REQUIRED WORK: Update the data beginning at the line that has "job: provide the outline of every instance of the water" and stopping after the line that has "POLYGON ((424 309, 414", changing "water splash" to "splashing water" and leaving everything else unchanged. Return only those lines.

[Segmentation dataset excerpts]
%%

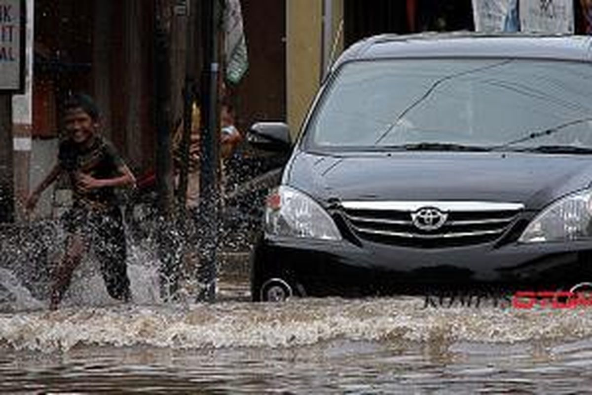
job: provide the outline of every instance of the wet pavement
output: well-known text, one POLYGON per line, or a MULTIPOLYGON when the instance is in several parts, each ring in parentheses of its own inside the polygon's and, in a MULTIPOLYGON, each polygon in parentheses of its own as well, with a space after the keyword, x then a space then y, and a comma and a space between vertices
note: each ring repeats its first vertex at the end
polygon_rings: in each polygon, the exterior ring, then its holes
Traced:
POLYGON ((127 305, 109 298, 92 257, 56 311, 40 300, 43 291, 23 285, 27 277, 17 269, 30 258, 12 257, 0 267, 0 392, 572 394, 592 388, 590 308, 425 308, 417 297, 253 303, 247 255, 237 252, 221 255, 217 301, 165 303, 155 256, 144 247, 130 247, 134 301, 127 305))

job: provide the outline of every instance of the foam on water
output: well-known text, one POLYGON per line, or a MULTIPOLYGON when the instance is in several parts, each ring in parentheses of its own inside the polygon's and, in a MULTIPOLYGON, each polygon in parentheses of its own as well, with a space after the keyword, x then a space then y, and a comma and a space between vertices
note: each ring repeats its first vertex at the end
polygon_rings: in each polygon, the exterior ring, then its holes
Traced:
POLYGON ((0 343, 17 349, 52 352, 86 345, 282 348, 337 339, 446 345, 592 336, 592 314, 583 309, 524 311, 422 306, 420 299, 402 298, 66 308, 0 315, 0 343))
POLYGON ((0 268, 0 311, 36 310, 43 306, 11 271, 0 268))

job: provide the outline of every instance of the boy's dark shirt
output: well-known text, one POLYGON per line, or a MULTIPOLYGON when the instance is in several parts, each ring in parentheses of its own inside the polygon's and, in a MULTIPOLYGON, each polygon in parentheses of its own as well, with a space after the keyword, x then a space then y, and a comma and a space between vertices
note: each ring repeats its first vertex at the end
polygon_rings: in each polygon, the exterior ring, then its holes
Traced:
POLYGON ((63 140, 60 143, 58 160, 70 176, 75 204, 106 209, 117 205, 114 188, 105 187, 84 192, 78 187, 76 173, 79 172, 99 179, 112 178, 119 175, 118 169, 124 162, 110 142, 101 136, 95 136, 94 139, 88 148, 81 147, 69 138, 63 140))

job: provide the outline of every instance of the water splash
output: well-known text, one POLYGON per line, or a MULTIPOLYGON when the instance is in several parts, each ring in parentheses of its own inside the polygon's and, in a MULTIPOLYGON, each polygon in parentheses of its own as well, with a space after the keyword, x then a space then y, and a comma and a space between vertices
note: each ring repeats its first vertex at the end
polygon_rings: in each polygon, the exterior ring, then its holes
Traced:
POLYGON ((424 309, 414 298, 298 300, 64 309, 0 315, 0 343, 51 352, 73 347, 286 348, 335 339, 453 342, 566 341, 592 336, 587 311, 424 309))

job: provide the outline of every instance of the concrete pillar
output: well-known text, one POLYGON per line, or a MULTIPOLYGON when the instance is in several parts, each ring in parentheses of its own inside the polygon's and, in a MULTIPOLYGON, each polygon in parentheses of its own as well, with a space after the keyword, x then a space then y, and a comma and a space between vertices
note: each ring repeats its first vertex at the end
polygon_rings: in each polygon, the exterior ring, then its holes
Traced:
POLYGON ((126 66, 127 73, 127 111, 126 114, 126 156, 132 168, 140 167, 142 162, 141 98, 143 67, 140 37, 143 0, 127 0, 124 2, 126 66))
POLYGON ((111 136, 111 40, 113 2, 103 0, 95 2, 93 23, 92 75, 94 78, 95 101, 101 109, 102 131, 110 140, 111 136))
POLYGON ((14 195, 16 219, 24 219, 24 201, 29 192, 29 173, 31 161, 33 129, 33 38, 34 4, 27 0, 27 31, 25 33, 25 91, 12 98, 12 148, 14 166, 14 195))

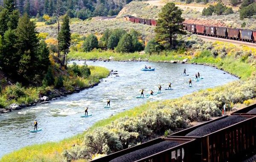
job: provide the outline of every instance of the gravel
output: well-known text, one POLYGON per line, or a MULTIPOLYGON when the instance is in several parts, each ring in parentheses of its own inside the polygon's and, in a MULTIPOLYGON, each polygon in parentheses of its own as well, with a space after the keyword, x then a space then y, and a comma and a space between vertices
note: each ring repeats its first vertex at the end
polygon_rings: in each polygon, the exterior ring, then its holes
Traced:
POLYGON ((256 108, 254 108, 252 110, 248 111, 247 113, 256 113, 256 108))
POLYGON ((121 156, 110 162, 133 162, 179 144, 176 142, 166 140, 121 156))
POLYGON ((186 134, 185 136, 204 136, 247 119, 247 118, 245 117, 239 115, 232 115, 229 116, 224 119, 217 120, 215 122, 198 128, 194 131, 186 134))

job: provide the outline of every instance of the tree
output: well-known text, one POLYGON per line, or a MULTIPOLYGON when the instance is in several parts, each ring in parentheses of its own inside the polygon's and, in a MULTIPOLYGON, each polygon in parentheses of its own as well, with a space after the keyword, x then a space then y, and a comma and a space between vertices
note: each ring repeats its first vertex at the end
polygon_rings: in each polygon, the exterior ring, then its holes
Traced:
POLYGON ((116 46, 118 52, 131 52, 134 49, 132 45, 132 37, 129 34, 122 36, 116 46))
POLYGON ((163 47, 161 45, 155 40, 153 39, 150 40, 145 47, 145 53, 151 54, 152 53, 157 53, 159 54, 159 53, 163 49, 163 47))
POLYGON ((182 12, 172 3, 166 3, 162 8, 158 15, 157 26, 155 28, 156 38, 164 43, 168 43, 170 48, 172 46, 172 39, 175 34, 183 34, 180 23, 184 19, 181 17, 182 12))
POLYGON ((63 23, 61 31, 58 35, 59 51, 64 53, 63 60, 61 63, 63 66, 65 65, 67 55, 70 51, 71 40, 71 34, 69 25, 69 17, 65 15, 63 17, 63 23))
POLYGON ((83 44, 84 51, 89 52, 94 48, 98 48, 98 39, 93 34, 91 34, 85 39, 83 44))

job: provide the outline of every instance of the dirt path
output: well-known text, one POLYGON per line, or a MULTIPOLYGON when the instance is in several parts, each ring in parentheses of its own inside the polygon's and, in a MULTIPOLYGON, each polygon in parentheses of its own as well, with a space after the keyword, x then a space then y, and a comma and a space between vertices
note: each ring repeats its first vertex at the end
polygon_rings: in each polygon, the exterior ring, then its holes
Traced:
POLYGON ((250 47, 256 48, 256 43, 252 43, 249 42, 239 41, 238 40, 228 40, 227 39, 216 38, 215 37, 207 37, 204 35, 197 35, 199 37, 206 41, 215 42, 220 41, 233 43, 238 45, 246 45, 250 47))

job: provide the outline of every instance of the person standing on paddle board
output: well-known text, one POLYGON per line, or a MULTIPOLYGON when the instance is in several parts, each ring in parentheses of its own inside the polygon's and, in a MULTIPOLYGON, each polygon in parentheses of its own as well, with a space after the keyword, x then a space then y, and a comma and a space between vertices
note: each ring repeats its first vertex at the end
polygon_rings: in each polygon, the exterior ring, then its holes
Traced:
POLYGON ((85 110, 84 110, 84 116, 88 116, 88 108, 89 108, 88 107, 87 107, 86 109, 85 109, 85 110), (86 115, 86 114, 87 114, 86 115))
POLYGON ((162 86, 160 85, 159 85, 159 86, 158 86, 158 92, 161 92, 161 88, 162 88, 162 86))
POLYGON ((168 89, 169 89, 169 88, 170 88, 170 89, 172 89, 172 87, 171 86, 171 85, 172 84, 171 83, 171 82, 170 82, 169 83, 169 86, 168 87, 168 89))
POLYGON ((195 80, 198 80, 198 75, 197 75, 197 74, 195 74, 195 80))
POLYGON ((144 94, 143 93, 143 92, 144 91, 144 89, 141 89, 141 90, 140 90, 140 97, 141 97, 141 95, 142 95, 143 96, 143 97, 144 97, 144 94))
POLYGON ((108 106, 108 105, 110 107, 110 100, 109 99, 108 99, 108 100, 107 101, 107 106, 108 106))
POLYGON ((36 128, 36 130, 37 131, 37 121, 36 120, 35 120, 34 121, 34 131, 36 128))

%%

REPLY:
job: provide the outline of every instance of the splashing water
output: well-known text, one POLYGON per line, or a MULTIPOLYGON when the instance is in several parts, each ring in parentheses of its own inside the polygon's and, in a MULTIPOLYGON, each polygon in parentheses of its own as well, with a space after the keyword, x then a space then y, and a comma and a space between vertices
note: each ring repeats its first vertex at the end
polygon_rings: in each polygon, the exterior ring, then its holes
Traced:
POLYGON ((424 309, 414 298, 298 300, 64 309, 0 315, 0 343, 51 352, 73 347, 286 348, 335 339, 453 342, 566 341, 592 336, 587 311, 424 309))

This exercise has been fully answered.